Short problem A »
In the post about trade shoots, what do the parties receive in exchange for offering their services free of charge?

Page text »
--
I’ve been busier than a bee trying to get this portraiture thing jump started, and it appears to finally be taking off. Doing a trade shoot seems like a great idea, but I’m learning that it is definitely talked about a lot more than it actually is practiced. For those of you that don’t know what that means, a trade shoot usually involves multiple parties that offer their services free of charge in exchange for the experience and images that can later be used in their portfolio. So, the model, photographer, make-up artist, hair stylists and anyone else involved would do a freebie in order to advertise their “craft” for pay at a later date. Everyone needs to walk around with a portfolio, so it just makes sense.
Now, trying to find these people proves to be the greatest challenge. Of course, you run the risk of working with people of much less experience than you or someone just starting out, so one of you may drop the ball. In doing so, the collaborative effort may not end up a success, but you hope that in the experience, you take something away to make you a better artist.
Although I was sure that I wouldn’t be able to find anyone in that position to work with, I am happy to report that I have a number of prospects that I hope to be working with in the month of September to share with you guys shortly. I have been working different concepts with different models, so I’m hoping to give a little variety and not do more of the same.
--
Pointing and labeling entries
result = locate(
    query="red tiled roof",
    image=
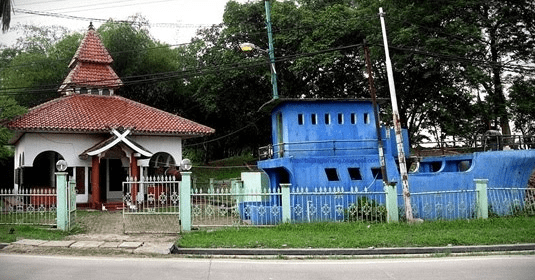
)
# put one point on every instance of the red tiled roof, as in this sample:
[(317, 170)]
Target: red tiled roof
[(93, 75), (99, 113), (91, 49), (90, 66)]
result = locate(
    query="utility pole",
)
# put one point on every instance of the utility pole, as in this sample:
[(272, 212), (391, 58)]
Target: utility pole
[(397, 125), (380, 147), (271, 50)]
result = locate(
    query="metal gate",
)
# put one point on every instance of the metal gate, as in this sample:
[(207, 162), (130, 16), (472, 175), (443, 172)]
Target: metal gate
[(151, 205)]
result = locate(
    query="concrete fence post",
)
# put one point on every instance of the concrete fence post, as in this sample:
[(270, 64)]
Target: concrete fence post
[(286, 209), (62, 211), (482, 202), (211, 188), (391, 203), (185, 201)]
--
Short problem B »
In the rows, substitute "telephone pole" for every occurrence of "utility pole", leaving everything else unchanged. Begin at the first row and stop after the line that contains "[(397, 125), (380, 147), (271, 50)]", omitting the pictures.

Written solution A »
They receive the experience and images that can later be used in their portfolio.

Written solution B »
result = locate(
    query="red tiled roof",
    image=
)
# put one point on every instance of the red tiled roof, as in this sample:
[(317, 170)]
Target: red tiled roof
[(93, 75), (99, 113), (91, 49), (90, 66)]
result = locate(
    query="telephone pole",
)
# put one point on every instance of the telephone pole, as in this sample:
[(272, 212), (391, 58)]
Target: telephone pole
[(397, 125), (380, 147), (271, 50)]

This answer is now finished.